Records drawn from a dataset

= = =

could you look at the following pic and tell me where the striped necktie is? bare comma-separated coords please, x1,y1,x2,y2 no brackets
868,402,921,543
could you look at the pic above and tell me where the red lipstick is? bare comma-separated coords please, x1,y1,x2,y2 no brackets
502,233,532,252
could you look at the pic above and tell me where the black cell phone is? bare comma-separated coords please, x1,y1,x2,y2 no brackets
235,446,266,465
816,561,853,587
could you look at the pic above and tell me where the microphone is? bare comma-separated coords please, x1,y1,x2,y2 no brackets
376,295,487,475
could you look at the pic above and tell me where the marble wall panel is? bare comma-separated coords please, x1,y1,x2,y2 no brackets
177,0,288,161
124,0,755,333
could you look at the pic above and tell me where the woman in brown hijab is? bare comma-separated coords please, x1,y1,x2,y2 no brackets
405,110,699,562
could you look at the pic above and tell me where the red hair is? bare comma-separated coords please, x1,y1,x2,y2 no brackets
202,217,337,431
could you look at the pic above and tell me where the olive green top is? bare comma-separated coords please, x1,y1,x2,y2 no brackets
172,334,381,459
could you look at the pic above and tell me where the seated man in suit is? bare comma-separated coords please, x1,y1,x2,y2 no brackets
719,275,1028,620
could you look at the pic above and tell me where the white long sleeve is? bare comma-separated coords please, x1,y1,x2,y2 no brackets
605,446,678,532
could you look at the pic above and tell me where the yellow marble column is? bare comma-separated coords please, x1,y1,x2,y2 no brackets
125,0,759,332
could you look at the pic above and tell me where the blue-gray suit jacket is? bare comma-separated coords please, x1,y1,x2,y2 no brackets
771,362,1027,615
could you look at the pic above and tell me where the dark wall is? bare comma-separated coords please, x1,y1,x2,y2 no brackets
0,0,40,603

= = =

# Exercise:
Please provide an exact transcription of each line from the one holding "where the blue-gray" through the final line of the data above.

# Answer to this task:
could you look at the pic above and tell me where the blue-gray suit jacket is? bare comma-separated coords please, x1,y1,x2,y2 no brackets
771,362,1027,615
could you look at the pic above and tell me where the dark wall is? bare comma-separated coords please, x1,y1,x2,y2 no brackets
0,0,40,603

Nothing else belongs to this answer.